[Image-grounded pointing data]

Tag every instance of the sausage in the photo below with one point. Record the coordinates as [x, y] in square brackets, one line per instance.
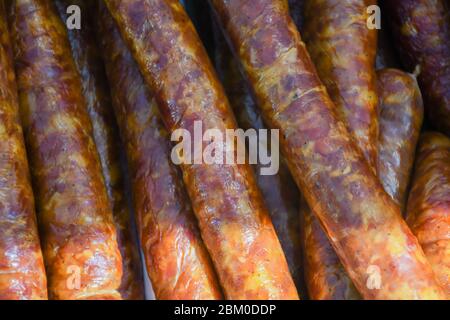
[401, 118]
[279, 191]
[422, 32]
[177, 261]
[378, 250]
[22, 273]
[106, 136]
[429, 203]
[233, 219]
[343, 49]
[77, 229]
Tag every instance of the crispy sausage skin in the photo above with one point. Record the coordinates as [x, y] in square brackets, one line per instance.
[401, 118]
[233, 219]
[343, 49]
[422, 32]
[378, 250]
[22, 272]
[89, 64]
[279, 191]
[429, 203]
[177, 261]
[78, 234]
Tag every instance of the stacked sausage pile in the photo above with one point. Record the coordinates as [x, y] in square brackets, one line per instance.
[360, 208]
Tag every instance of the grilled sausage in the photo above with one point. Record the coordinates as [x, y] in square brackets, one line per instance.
[177, 261]
[233, 219]
[280, 192]
[401, 117]
[429, 203]
[106, 136]
[78, 234]
[343, 49]
[422, 31]
[379, 252]
[22, 273]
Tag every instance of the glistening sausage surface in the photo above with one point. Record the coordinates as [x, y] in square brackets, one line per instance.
[429, 203]
[233, 219]
[343, 49]
[279, 191]
[401, 117]
[22, 273]
[77, 229]
[422, 32]
[379, 252]
[89, 64]
[177, 261]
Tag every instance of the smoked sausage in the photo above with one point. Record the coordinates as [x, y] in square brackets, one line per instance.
[422, 32]
[22, 273]
[77, 229]
[429, 203]
[89, 65]
[177, 261]
[343, 49]
[279, 191]
[233, 219]
[401, 117]
[378, 250]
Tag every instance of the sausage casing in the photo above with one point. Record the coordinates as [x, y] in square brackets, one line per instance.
[89, 64]
[279, 191]
[378, 250]
[22, 273]
[429, 203]
[401, 117]
[422, 32]
[177, 261]
[77, 229]
[343, 49]
[233, 219]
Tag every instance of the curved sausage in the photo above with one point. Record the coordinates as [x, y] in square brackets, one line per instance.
[429, 203]
[422, 32]
[77, 228]
[106, 136]
[233, 219]
[22, 273]
[177, 261]
[279, 191]
[401, 117]
[343, 49]
[378, 250]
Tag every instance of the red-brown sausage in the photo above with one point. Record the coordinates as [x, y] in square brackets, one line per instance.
[343, 49]
[279, 191]
[233, 219]
[401, 117]
[422, 32]
[429, 203]
[77, 228]
[22, 273]
[177, 261]
[89, 64]
[378, 250]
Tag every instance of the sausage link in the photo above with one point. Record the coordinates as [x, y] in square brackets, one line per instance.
[429, 203]
[401, 117]
[22, 272]
[106, 136]
[233, 219]
[422, 32]
[177, 261]
[343, 49]
[279, 191]
[78, 234]
[379, 252]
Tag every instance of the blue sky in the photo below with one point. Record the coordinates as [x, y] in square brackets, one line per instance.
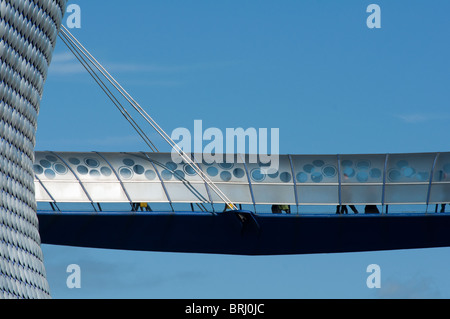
[311, 68]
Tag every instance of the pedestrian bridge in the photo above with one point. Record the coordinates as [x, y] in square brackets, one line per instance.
[96, 179]
[375, 179]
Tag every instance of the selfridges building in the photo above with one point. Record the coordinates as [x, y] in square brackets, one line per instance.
[28, 31]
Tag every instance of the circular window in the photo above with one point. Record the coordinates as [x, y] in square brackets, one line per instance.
[179, 173]
[363, 165]
[51, 158]
[60, 168]
[150, 175]
[308, 168]
[257, 175]
[318, 163]
[349, 172]
[394, 175]
[128, 162]
[106, 171]
[38, 169]
[94, 173]
[125, 172]
[212, 171]
[362, 176]
[274, 175]
[285, 177]
[166, 174]
[74, 161]
[226, 165]
[91, 162]
[329, 171]
[138, 169]
[49, 173]
[82, 169]
[408, 171]
[375, 173]
[302, 177]
[238, 172]
[171, 165]
[422, 176]
[446, 168]
[346, 163]
[225, 176]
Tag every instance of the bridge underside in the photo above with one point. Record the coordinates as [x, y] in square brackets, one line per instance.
[245, 233]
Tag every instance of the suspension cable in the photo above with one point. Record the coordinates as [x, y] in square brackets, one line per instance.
[76, 46]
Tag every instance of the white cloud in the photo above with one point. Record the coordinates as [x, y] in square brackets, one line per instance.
[416, 287]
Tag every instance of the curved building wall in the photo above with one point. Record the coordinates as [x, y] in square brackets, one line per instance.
[28, 31]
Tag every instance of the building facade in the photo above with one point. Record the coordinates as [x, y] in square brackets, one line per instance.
[28, 32]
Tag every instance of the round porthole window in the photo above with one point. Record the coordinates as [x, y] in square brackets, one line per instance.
[150, 175]
[125, 172]
[60, 168]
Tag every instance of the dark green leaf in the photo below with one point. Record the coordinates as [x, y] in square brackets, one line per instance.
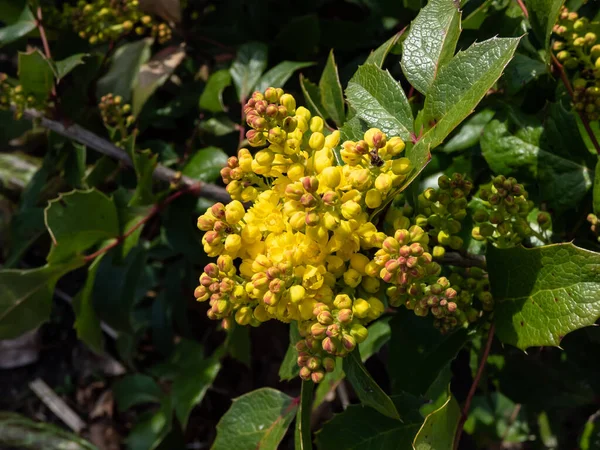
[366, 388]
[247, 68]
[87, 323]
[330, 88]
[212, 96]
[23, 26]
[35, 74]
[154, 73]
[378, 55]
[19, 432]
[380, 101]
[64, 67]
[543, 14]
[413, 368]
[122, 76]
[77, 220]
[462, 83]
[543, 293]
[135, 390]
[206, 164]
[303, 436]
[312, 96]
[278, 75]
[430, 43]
[258, 419]
[26, 296]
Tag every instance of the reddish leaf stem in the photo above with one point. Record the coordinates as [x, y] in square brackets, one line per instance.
[153, 211]
[467, 407]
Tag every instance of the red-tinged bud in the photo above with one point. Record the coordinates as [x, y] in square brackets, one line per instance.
[329, 345]
[325, 318]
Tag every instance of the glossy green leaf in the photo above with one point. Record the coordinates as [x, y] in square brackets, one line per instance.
[122, 76]
[366, 388]
[20, 432]
[248, 66]
[258, 419]
[154, 74]
[77, 220]
[136, 389]
[545, 153]
[35, 74]
[23, 26]
[278, 75]
[87, 323]
[543, 293]
[430, 43]
[303, 435]
[26, 296]
[379, 55]
[64, 67]
[462, 83]
[212, 95]
[543, 14]
[380, 101]
[206, 164]
[330, 88]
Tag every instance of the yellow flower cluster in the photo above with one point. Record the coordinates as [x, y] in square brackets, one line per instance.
[302, 251]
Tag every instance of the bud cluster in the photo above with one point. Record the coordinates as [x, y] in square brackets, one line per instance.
[107, 20]
[502, 213]
[578, 48]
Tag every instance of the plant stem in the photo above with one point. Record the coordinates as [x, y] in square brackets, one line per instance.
[467, 407]
[584, 120]
[153, 211]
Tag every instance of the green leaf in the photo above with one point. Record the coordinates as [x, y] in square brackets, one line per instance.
[330, 88]
[462, 83]
[596, 198]
[247, 68]
[206, 164]
[364, 428]
[378, 55]
[191, 383]
[154, 73]
[312, 96]
[543, 14]
[430, 43]
[23, 26]
[77, 220]
[258, 419]
[87, 323]
[380, 101]
[544, 153]
[470, 132]
[413, 368]
[212, 96]
[17, 431]
[367, 390]
[26, 296]
[35, 74]
[122, 76]
[278, 75]
[289, 366]
[64, 67]
[543, 293]
[136, 389]
[303, 436]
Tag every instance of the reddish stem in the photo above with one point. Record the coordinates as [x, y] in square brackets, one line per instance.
[584, 120]
[153, 211]
[467, 407]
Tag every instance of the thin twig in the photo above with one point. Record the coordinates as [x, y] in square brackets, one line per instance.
[93, 141]
[586, 123]
[467, 407]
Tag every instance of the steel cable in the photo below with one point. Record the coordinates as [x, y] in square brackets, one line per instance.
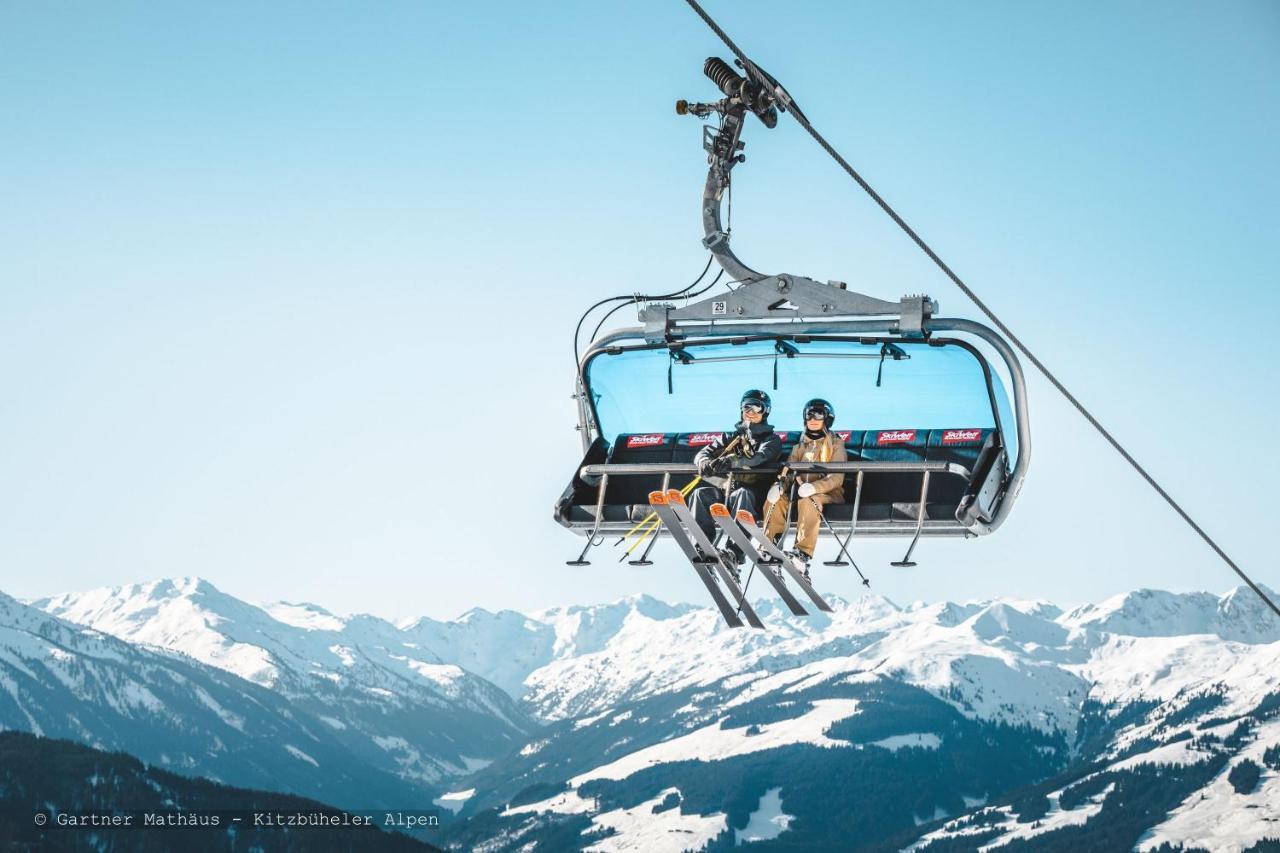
[785, 100]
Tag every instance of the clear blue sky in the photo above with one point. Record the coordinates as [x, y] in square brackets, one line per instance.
[273, 277]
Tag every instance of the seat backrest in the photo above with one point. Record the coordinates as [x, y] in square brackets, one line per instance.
[895, 445]
[853, 439]
[688, 445]
[790, 438]
[638, 447]
[958, 446]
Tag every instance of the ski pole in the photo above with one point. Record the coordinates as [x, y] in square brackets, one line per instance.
[652, 529]
[652, 519]
[842, 544]
[684, 492]
[644, 556]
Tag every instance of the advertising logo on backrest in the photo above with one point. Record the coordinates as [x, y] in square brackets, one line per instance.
[652, 439]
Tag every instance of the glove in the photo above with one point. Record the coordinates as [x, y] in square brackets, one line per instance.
[718, 466]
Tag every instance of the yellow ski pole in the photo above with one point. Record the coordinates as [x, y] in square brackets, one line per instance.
[689, 487]
[643, 538]
[652, 519]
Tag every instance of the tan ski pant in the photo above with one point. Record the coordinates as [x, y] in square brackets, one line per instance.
[809, 515]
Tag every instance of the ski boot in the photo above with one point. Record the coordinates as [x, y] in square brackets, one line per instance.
[732, 560]
[804, 561]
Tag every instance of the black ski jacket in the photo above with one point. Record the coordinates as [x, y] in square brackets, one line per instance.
[759, 446]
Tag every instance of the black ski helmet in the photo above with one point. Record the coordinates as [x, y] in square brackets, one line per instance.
[757, 397]
[819, 407]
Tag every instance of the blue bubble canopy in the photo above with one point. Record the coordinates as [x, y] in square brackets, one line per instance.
[873, 384]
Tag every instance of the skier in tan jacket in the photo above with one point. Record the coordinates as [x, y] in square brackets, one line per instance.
[813, 491]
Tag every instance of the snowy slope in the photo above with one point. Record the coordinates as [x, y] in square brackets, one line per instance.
[1130, 685]
[1144, 683]
[63, 680]
[387, 697]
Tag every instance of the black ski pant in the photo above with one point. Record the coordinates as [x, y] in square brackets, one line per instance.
[744, 497]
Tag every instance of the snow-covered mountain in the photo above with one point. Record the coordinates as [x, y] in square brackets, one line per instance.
[1146, 692]
[1136, 721]
[385, 697]
[63, 680]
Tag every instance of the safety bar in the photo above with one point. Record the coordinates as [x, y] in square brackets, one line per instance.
[799, 468]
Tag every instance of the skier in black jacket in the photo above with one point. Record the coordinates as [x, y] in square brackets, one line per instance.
[757, 445]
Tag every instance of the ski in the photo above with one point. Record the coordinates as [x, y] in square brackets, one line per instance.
[772, 574]
[658, 501]
[796, 573]
[676, 501]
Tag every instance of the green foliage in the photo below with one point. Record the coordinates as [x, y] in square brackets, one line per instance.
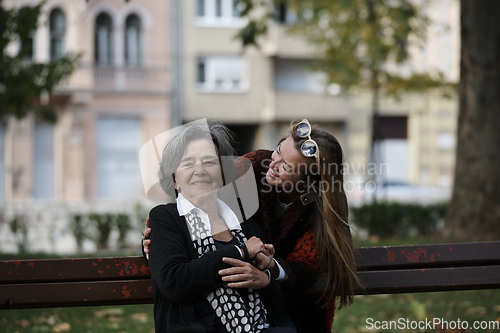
[97, 227]
[123, 225]
[389, 219]
[22, 80]
[355, 39]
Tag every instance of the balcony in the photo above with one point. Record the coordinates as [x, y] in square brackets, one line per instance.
[108, 79]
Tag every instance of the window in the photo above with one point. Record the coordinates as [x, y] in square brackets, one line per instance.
[220, 73]
[133, 40]
[57, 32]
[43, 145]
[218, 13]
[2, 162]
[103, 40]
[118, 142]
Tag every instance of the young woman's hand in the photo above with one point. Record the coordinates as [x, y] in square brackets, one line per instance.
[146, 242]
[243, 275]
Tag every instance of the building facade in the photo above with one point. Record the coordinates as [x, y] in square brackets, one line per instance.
[259, 92]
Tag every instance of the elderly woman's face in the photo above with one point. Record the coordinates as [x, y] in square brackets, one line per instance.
[199, 171]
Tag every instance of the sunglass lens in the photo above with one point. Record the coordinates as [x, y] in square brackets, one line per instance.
[302, 129]
[309, 148]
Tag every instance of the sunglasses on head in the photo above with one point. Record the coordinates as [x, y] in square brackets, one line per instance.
[303, 130]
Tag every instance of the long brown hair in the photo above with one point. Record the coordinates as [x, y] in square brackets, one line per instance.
[334, 246]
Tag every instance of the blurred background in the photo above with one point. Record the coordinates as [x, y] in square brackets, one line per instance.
[70, 182]
[146, 66]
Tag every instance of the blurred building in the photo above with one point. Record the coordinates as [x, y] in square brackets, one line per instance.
[148, 65]
[258, 93]
[118, 99]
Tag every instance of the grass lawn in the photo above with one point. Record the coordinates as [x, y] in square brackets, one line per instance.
[105, 319]
[469, 306]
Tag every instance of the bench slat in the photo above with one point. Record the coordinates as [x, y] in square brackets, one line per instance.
[431, 255]
[422, 280]
[34, 295]
[77, 269]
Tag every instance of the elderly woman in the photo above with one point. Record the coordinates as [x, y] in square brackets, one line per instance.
[193, 235]
[303, 212]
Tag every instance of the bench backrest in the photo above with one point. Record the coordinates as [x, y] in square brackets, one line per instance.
[126, 280]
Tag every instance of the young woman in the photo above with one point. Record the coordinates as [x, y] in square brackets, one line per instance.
[194, 234]
[303, 212]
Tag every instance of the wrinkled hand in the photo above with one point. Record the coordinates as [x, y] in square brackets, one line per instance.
[146, 242]
[263, 260]
[254, 247]
[243, 275]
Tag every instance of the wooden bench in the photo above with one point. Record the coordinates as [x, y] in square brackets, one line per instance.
[126, 280]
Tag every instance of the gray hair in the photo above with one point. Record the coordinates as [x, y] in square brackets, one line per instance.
[172, 154]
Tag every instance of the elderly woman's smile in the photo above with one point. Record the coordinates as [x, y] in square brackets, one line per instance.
[199, 171]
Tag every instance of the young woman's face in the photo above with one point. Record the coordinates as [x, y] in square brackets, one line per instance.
[199, 171]
[285, 167]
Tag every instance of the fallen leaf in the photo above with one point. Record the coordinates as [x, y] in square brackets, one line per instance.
[141, 317]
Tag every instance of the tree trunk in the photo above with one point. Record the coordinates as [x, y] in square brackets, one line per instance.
[474, 212]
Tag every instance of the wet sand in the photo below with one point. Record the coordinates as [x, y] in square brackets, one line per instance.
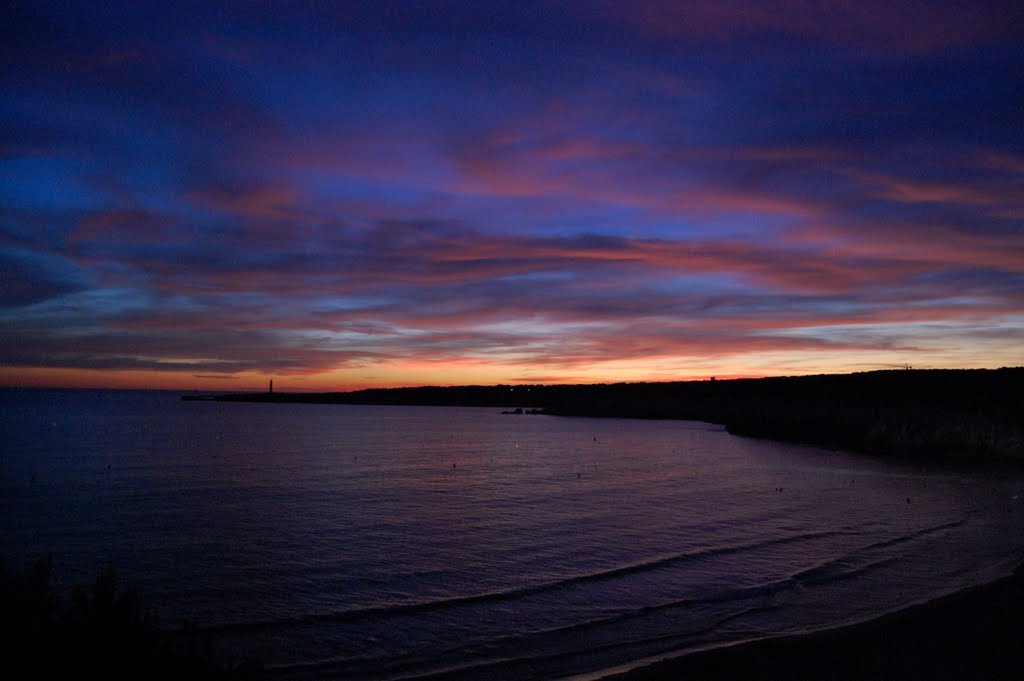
[972, 635]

ASSIGNMENT
Pictures should be omitted. Please return exactly the lines from the line that holds "Tag every instance of the gray" through the end of the records.

RESPONSE BOX
Tag every instance of the gray hair in the photo above with one point. Record the coordinates as [x, y] in square brackets, one line per instance.
[172, 154]
Tag every instance of the elderly woman's smile in the photo above with one point. Record the coordinates as [x, y] in square brackets, one line per instance.
[199, 171]
Tag every instance of the young woman's face in the photo above with one point. Record the coordinates as [x, y] in square brackets, one line per instance.
[199, 171]
[285, 167]
Tag every instance of the fallen leaf in the photo above with one point. Record the coordinates as [x, y] in square brackets, one line per instance.
[141, 317]
Tag every instance of the tree trunk in the photo above with one point. Record the coordinates as [x, y] in square brackets, one line per instance.
[474, 212]
Tag every instance of the wet sand in the photo below with one point. Record the coordinates as [x, y] in square brackets, one line per instance.
[972, 635]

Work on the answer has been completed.